• [GOAL OF THE EXERCISE]
Copy exactly. Begin with the line that contains "of the extraction" and stop after the last line of the records.

• [GIVEN DATA]

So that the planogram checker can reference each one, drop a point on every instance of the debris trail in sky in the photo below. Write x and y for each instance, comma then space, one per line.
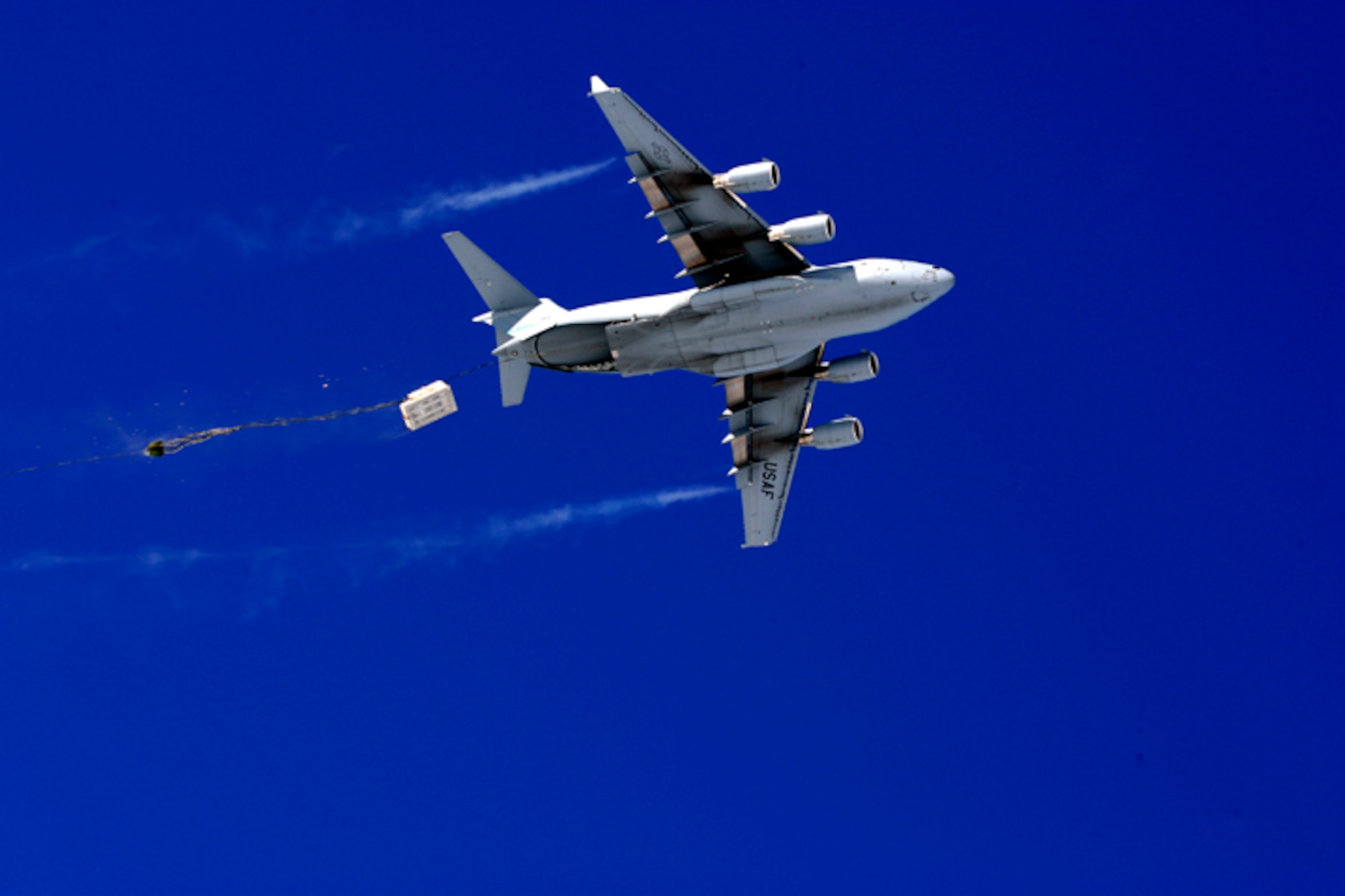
165, 447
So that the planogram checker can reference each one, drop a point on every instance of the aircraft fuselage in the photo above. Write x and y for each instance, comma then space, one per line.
727, 330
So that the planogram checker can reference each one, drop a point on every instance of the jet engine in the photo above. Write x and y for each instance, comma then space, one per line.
852, 368
839, 434
754, 178
805, 232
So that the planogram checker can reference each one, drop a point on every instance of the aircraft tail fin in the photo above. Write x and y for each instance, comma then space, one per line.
508, 300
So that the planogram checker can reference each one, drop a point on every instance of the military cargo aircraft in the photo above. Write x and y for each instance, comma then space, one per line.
757, 319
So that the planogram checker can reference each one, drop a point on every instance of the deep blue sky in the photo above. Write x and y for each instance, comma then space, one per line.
1070, 620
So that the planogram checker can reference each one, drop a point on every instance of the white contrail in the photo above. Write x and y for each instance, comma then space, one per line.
435, 205
318, 229
379, 557
438, 201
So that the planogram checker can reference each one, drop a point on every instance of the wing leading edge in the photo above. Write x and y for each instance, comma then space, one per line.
767, 415
715, 233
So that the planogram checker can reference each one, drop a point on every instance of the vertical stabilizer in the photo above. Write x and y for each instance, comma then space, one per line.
508, 300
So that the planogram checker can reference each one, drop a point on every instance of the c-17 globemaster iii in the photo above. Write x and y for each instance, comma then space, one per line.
758, 318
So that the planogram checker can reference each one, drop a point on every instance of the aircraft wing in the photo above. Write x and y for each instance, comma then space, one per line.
716, 235
767, 413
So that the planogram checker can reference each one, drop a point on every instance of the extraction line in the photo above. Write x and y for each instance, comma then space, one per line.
163, 447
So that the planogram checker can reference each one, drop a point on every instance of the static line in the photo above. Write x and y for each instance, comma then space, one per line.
165, 447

• [RESULT BELOW]
So that the planogram checker can reference each one, drop a point on every instance of the extraction line in the photo above. Write x and y for each instance, comma then space, one per line.
163, 447
So that the planogram checker can reference each one, drop a point on every instance of the static line in the photo above. Write x and y for each instance, comma then space, one per line.
165, 447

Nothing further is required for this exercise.